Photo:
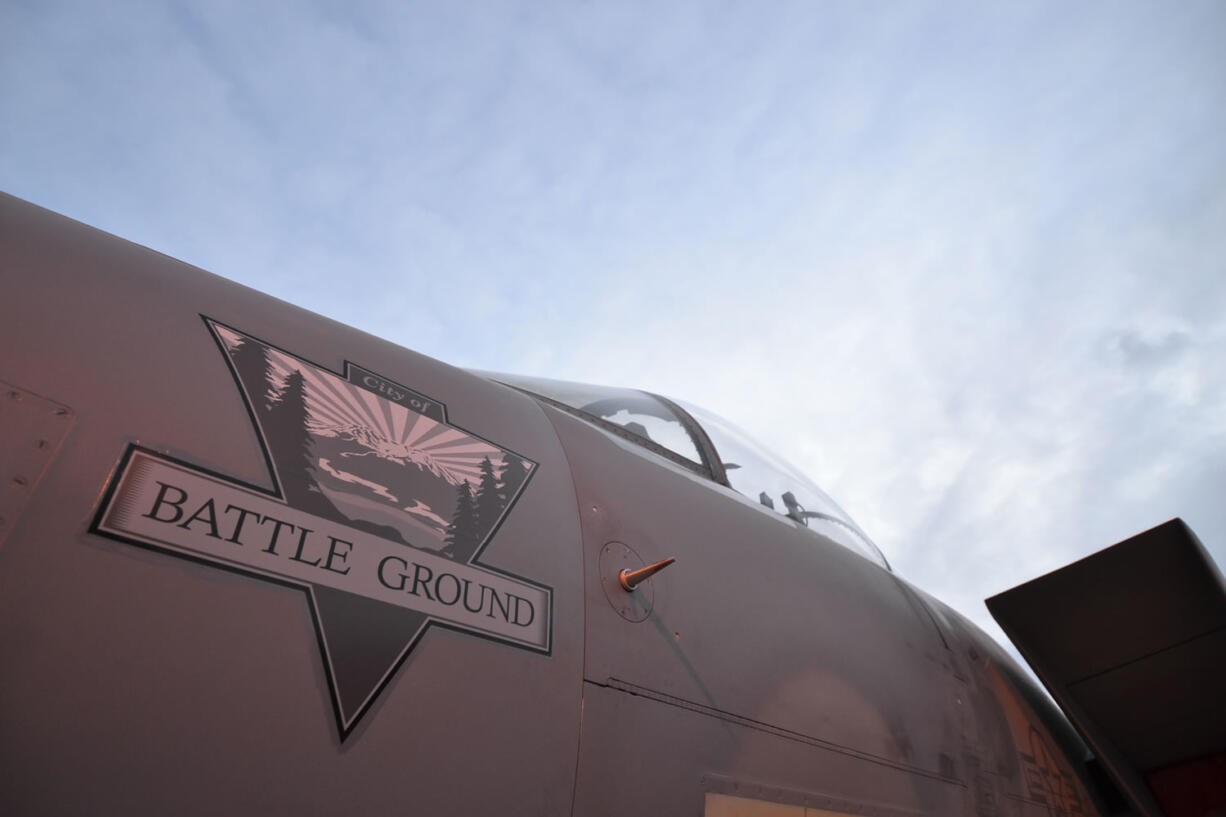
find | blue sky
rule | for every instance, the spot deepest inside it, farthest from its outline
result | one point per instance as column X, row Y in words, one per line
column 963, row 264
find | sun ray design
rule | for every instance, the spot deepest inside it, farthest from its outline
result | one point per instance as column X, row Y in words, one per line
column 385, row 429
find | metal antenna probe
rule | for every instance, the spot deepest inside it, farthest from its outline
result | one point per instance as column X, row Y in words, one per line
column 632, row 579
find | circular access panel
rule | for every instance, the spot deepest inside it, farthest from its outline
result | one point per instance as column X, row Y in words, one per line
column 635, row 605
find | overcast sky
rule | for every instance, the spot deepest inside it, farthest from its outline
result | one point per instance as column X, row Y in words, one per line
column 965, row 264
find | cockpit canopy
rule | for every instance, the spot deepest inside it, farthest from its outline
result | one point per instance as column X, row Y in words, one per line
column 706, row 444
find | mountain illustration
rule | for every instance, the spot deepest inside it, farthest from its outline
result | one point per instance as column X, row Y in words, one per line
column 353, row 456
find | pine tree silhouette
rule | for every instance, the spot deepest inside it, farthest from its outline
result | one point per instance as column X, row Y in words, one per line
column 255, row 372
column 292, row 449
column 489, row 504
column 462, row 534
column 513, row 476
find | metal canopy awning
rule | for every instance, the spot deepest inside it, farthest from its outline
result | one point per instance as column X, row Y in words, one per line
column 1130, row 642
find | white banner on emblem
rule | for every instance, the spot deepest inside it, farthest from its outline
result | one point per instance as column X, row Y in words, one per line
column 182, row 509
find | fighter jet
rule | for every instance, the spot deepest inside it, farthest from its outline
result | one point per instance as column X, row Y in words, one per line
column 256, row 562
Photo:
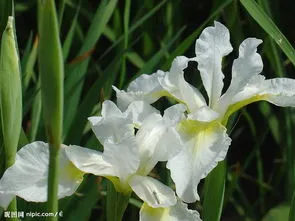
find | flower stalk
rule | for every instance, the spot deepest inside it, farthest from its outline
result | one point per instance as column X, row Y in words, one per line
column 10, row 96
column 116, row 203
column 52, row 72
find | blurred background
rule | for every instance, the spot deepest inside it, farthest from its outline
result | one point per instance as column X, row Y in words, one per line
column 109, row 43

Instructions for the task:
Copy all of the records above word for word, from start to finish, but leave out the pictures.

The reply:
Photo:
find | blue sky
rule | for every instance, the spot deepest inside it, farthest from its outline
result | one point per instance as column X, row Y in words, one per line
column 963, row 264
find | sun ray design
rule | for every instance, the spot deepest inside it, farthest from its outline
result | one point per instance as column X, row Y in words, one per line
column 385, row 429
find | metal antenna probe
rule | for every instance, the spot deepest inside it, farthest from its outline
result | one point per instance as column X, row Y in words, one per line
column 632, row 579
find | circular access panel
rule | for every instance, the spot deepest inside it, farthest from its outline
result | one point per instance as column X, row Y in words, one per line
column 635, row 605
find | overcast sky
rule | for every instance, the spot deepest inside it, farthest from its outline
result | one point per instance as column X, row Y in words, one per line
column 965, row 264
find | cockpit canopy
rule | for every instance, the spot deepest inside it, farthest from its outline
result | one point per instance as column X, row Y in words, one per line
column 706, row 444
find | mountain illustration
rule | for every instance, the spot deepest inside it, farthest from its outline
result | one point per instance as column X, row Y in words, one per line
column 353, row 456
find | pine tree silhouette
rule | for every instance, the spot deepest inside it, farthest from its outline
result | one point per instance as column X, row Y in words, one per line
column 255, row 372
column 292, row 449
column 489, row 504
column 462, row 534
column 513, row 476
find | metal canopy awning
rule | for every instance, the spot deepest inside it, farthest from its outline
result | one point per instance as column X, row Y in words, one per line
column 1130, row 642
find | white banner on emblem
rule | for every instance, the spot deepest inside it, farthest from its outline
result | one point per instance as column X, row Y in words, one per line
column 182, row 509
find | fighter jet
rule | for every instance, the spot deepest inside it, farthest from its outline
result | one point per instance as column X, row Y in words, one per line
column 256, row 562
Photo:
find | flower stalk
rule | for every instance, the spot deepest inside it, farthest from its outline
result | one point per instance as column X, row Y in words, one per line
column 10, row 96
column 116, row 203
column 52, row 72
find | blurred background
rule | for every instance, the spot deepest inside it, farthest from its outline
result | one point per instance as column X, row Y in words, one per line
column 109, row 43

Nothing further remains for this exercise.